> **WRITTEN TASK**: Select every line of the items below that contains the string "nose", and copy each one in full.

> **SOURCE DATA**:
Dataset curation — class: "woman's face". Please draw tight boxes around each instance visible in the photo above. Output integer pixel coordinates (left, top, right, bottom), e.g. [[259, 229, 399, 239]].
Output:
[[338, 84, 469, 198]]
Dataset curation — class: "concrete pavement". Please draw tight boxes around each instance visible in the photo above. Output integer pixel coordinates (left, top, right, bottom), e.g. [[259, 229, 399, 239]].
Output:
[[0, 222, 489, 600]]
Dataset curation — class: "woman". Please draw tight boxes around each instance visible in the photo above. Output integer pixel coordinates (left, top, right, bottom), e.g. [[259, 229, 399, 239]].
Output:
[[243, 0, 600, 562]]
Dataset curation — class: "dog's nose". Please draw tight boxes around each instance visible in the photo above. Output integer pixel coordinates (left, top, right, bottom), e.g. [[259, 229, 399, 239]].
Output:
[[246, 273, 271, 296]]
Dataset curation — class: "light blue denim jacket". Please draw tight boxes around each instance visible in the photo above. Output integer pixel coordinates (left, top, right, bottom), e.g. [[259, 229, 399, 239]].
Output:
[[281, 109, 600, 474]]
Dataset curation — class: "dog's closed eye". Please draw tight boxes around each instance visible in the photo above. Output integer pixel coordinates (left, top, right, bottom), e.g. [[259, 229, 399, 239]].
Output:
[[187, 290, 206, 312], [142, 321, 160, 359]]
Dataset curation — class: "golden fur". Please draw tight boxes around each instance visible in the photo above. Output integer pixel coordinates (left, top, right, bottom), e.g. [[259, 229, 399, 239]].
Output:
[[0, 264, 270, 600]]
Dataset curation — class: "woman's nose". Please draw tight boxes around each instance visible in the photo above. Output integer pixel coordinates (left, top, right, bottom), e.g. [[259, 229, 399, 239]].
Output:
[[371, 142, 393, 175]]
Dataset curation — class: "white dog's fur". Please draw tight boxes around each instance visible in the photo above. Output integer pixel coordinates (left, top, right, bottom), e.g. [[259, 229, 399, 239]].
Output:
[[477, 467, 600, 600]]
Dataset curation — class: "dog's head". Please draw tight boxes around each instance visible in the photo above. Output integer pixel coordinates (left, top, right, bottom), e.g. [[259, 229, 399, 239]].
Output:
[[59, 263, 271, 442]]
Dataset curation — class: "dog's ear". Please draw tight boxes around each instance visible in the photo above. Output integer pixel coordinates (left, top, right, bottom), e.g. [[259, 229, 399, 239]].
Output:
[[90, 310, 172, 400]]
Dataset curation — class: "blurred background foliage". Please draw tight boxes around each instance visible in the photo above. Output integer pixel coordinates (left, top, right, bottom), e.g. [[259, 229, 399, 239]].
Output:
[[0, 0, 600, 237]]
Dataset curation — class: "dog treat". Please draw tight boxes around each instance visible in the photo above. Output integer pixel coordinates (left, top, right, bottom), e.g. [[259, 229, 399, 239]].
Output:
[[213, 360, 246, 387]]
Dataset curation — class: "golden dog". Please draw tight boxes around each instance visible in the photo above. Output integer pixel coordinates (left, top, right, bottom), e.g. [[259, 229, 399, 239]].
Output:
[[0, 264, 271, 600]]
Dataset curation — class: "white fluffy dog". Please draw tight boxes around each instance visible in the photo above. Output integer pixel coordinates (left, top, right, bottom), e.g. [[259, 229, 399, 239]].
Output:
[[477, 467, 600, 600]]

* * *

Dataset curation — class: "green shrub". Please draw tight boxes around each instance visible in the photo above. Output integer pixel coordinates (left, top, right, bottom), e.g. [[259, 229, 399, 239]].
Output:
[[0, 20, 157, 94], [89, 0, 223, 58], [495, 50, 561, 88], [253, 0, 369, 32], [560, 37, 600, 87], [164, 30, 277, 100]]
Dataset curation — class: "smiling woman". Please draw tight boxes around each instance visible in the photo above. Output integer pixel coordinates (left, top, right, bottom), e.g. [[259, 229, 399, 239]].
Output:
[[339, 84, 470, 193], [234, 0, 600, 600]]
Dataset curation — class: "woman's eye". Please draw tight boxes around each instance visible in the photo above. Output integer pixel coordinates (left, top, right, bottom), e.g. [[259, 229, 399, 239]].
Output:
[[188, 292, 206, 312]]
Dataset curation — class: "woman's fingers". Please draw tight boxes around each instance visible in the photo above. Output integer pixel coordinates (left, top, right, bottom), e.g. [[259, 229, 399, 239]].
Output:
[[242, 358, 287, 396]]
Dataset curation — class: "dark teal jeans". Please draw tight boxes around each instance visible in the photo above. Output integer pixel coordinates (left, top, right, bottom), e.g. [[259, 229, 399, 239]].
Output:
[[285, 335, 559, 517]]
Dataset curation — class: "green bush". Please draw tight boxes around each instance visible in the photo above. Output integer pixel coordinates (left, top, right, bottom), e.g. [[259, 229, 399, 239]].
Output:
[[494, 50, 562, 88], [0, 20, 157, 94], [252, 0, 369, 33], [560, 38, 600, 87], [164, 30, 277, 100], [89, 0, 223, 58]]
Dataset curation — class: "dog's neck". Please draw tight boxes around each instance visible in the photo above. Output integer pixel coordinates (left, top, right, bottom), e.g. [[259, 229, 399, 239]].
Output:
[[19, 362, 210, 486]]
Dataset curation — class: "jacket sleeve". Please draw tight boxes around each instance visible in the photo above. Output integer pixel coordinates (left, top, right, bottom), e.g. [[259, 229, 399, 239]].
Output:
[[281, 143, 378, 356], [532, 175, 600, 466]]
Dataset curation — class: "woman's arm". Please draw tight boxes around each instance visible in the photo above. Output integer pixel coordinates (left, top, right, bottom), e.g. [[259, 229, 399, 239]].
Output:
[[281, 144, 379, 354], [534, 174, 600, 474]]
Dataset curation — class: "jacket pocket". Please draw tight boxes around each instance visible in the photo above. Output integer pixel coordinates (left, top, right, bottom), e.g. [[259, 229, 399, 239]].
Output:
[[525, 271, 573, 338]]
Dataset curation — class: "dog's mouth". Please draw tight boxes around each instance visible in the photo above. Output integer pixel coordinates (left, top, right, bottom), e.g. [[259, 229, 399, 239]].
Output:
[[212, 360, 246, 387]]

> **RESPONSE FOR THIS EXERCISE**:
Dataset curation — class: "dog's nose". Please draw tight boxes around each instance visible in the photo above. Output integer pixel coordinates (left, top, right, bottom), e.g. [[259, 229, 399, 239]].
Dataset curation — class: "woman's nose". Please draw tight boxes around each instance visible in the photo above. Output integer pixel coordinates (left, top, right, bottom), e.g. [[259, 229, 399, 239]].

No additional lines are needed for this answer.